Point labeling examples
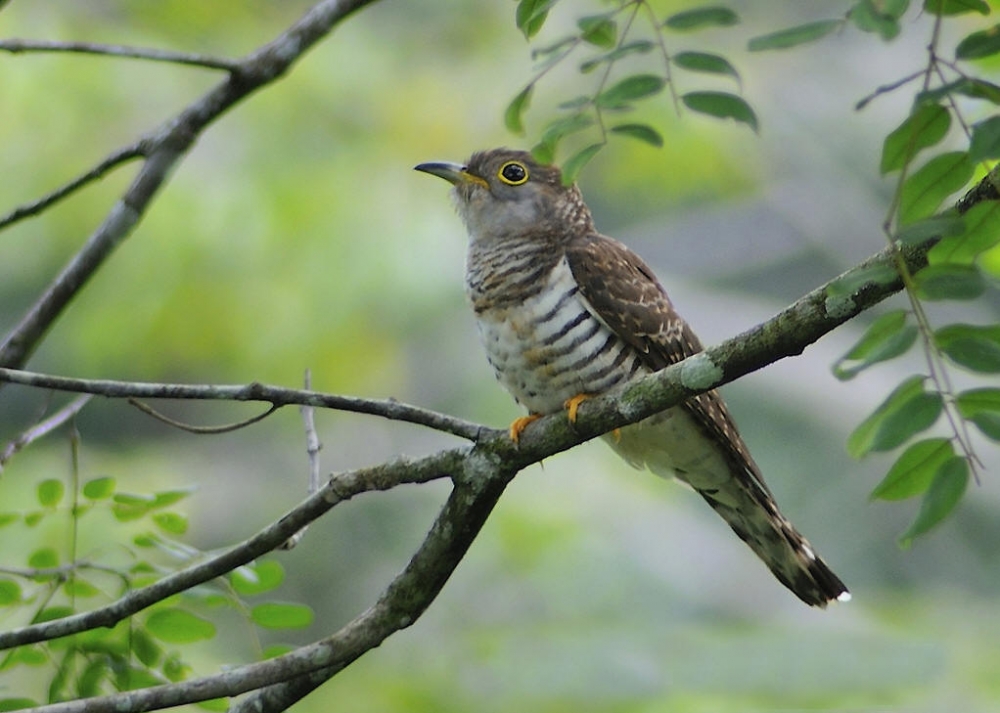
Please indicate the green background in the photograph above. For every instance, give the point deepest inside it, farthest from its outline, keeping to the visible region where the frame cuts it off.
(296, 235)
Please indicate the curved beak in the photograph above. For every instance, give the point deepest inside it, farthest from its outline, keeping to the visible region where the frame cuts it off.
(454, 173)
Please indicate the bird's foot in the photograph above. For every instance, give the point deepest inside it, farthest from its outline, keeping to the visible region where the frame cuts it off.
(571, 405)
(519, 424)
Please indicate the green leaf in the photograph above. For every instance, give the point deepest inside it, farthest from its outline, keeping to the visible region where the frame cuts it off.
(705, 62)
(638, 86)
(882, 18)
(984, 43)
(530, 16)
(926, 126)
(52, 613)
(722, 105)
(982, 232)
(88, 681)
(855, 280)
(710, 16)
(925, 190)
(258, 578)
(277, 615)
(575, 163)
(598, 30)
(950, 282)
(942, 496)
(10, 592)
(561, 128)
(171, 522)
(938, 226)
(50, 492)
(538, 52)
(956, 7)
(166, 498)
(794, 36)
(178, 626)
(974, 347)
(513, 116)
(556, 131)
(908, 410)
(634, 47)
(80, 588)
(982, 407)
(985, 143)
(886, 338)
(99, 488)
(44, 558)
(914, 470)
(642, 132)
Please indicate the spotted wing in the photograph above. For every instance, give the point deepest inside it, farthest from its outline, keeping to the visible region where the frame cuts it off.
(624, 292)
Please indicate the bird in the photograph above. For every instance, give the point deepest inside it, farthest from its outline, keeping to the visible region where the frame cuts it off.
(565, 313)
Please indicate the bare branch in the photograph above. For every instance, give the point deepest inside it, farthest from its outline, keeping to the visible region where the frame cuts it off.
(43, 428)
(113, 160)
(16, 46)
(163, 148)
(276, 395)
(201, 430)
(480, 475)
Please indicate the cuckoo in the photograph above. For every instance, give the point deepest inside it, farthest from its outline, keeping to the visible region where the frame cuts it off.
(566, 313)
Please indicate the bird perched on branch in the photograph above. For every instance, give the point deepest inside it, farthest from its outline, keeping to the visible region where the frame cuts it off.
(566, 313)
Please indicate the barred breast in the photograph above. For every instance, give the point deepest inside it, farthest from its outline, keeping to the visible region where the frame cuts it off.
(547, 346)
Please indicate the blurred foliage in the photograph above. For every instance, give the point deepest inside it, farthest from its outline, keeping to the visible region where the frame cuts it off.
(295, 235)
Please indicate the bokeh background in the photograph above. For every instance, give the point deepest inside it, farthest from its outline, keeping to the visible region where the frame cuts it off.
(296, 236)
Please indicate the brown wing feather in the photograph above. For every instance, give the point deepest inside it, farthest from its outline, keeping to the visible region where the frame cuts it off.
(625, 293)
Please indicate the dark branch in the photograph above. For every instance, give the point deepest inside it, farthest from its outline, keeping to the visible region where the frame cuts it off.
(15, 46)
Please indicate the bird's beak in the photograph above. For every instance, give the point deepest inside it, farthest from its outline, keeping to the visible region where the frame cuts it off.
(454, 173)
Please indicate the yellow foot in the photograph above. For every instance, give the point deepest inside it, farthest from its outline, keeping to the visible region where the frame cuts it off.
(520, 424)
(571, 405)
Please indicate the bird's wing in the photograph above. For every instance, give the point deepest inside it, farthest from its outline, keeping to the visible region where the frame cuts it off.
(622, 291)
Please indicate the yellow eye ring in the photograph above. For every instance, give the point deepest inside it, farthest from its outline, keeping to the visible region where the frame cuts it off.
(513, 173)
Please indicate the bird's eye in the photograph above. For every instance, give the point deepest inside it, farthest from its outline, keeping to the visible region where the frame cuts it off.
(513, 173)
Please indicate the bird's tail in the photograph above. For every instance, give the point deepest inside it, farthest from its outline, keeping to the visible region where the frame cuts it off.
(755, 517)
(731, 484)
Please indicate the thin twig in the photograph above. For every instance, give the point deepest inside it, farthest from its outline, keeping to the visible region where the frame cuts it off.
(201, 430)
(43, 428)
(276, 395)
(16, 46)
(313, 447)
(113, 160)
(164, 148)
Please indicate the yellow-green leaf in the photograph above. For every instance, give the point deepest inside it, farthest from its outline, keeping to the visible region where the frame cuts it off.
(944, 493)
(923, 128)
(721, 105)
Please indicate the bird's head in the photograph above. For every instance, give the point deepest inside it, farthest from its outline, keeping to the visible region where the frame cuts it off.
(505, 194)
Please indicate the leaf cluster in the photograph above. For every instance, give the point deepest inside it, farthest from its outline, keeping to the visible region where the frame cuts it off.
(137, 652)
(611, 41)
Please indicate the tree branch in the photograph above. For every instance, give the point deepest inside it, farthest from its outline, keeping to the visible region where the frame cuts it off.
(338, 489)
(16, 46)
(165, 146)
(43, 428)
(277, 396)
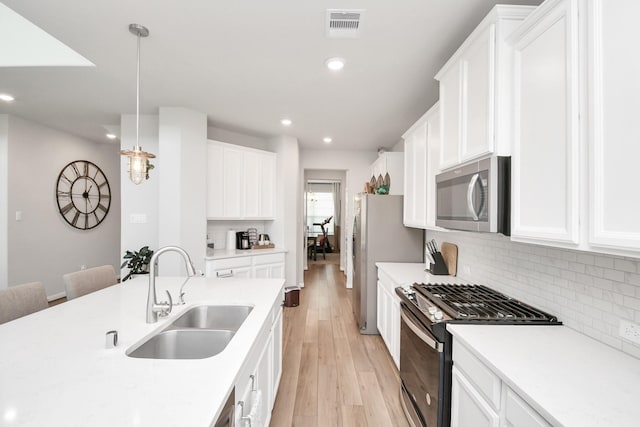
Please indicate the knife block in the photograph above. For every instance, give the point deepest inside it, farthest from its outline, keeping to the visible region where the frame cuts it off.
(440, 267)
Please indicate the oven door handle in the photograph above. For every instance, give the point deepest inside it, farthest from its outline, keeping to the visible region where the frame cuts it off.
(431, 342)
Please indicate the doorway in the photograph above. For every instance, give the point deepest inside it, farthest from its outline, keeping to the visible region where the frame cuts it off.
(323, 212)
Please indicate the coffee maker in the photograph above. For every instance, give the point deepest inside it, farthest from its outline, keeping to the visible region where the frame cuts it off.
(242, 240)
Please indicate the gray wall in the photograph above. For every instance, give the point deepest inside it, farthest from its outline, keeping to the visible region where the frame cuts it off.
(43, 247)
(588, 292)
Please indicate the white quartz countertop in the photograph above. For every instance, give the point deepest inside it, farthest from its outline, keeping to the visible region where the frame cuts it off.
(55, 369)
(213, 254)
(409, 272)
(569, 378)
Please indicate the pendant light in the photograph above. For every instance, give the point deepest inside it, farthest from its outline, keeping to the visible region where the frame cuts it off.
(139, 165)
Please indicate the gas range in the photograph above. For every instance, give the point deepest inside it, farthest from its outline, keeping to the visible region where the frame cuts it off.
(426, 346)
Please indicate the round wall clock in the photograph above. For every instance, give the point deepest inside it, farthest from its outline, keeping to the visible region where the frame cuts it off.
(83, 194)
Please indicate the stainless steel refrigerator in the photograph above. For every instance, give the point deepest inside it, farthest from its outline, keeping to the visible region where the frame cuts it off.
(378, 236)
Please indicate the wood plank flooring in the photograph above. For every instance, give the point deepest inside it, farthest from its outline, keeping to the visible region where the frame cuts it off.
(333, 375)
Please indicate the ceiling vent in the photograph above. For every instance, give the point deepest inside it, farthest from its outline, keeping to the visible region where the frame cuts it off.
(344, 23)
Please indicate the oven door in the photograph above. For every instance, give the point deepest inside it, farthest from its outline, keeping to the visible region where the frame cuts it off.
(421, 372)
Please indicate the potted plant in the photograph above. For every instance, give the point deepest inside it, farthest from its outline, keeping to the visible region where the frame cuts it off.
(137, 262)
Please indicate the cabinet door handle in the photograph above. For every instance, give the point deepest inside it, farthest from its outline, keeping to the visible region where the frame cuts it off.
(222, 274)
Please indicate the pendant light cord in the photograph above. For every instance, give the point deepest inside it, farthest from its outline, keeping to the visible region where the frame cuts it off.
(138, 97)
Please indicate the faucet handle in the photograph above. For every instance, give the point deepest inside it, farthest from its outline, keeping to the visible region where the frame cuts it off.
(166, 306)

▸ **Given request**
Copy exactly the lines from the one containing "Please indicate the potted" through the last line of the records, both included, and nothing else.

▸ **Reply to the exercise**
Please indicate the potted plant in the photograph above. For every instance, give the point deepest inside it, farthest from its outline, keeping to the visible region where the frame cuts it off.
(137, 262)
Please indicate the cabinet door handle in the photograph above. For every instance, give the point deepest inside it, farthest from its outline, keeping to the visible region where the frame cuts it off.
(222, 274)
Please indicate the pendant light cord in the photograph above. For every instance, give the point deepest inside it, farthest from its outline, keeping to the visible region where the frame cuts it off.
(138, 97)
Please indicate the faucet handle in the photograph above. For every instance, give the point deepest inside it, farthest from its outline, keeping to the visible region where the frame cuts it off.
(166, 306)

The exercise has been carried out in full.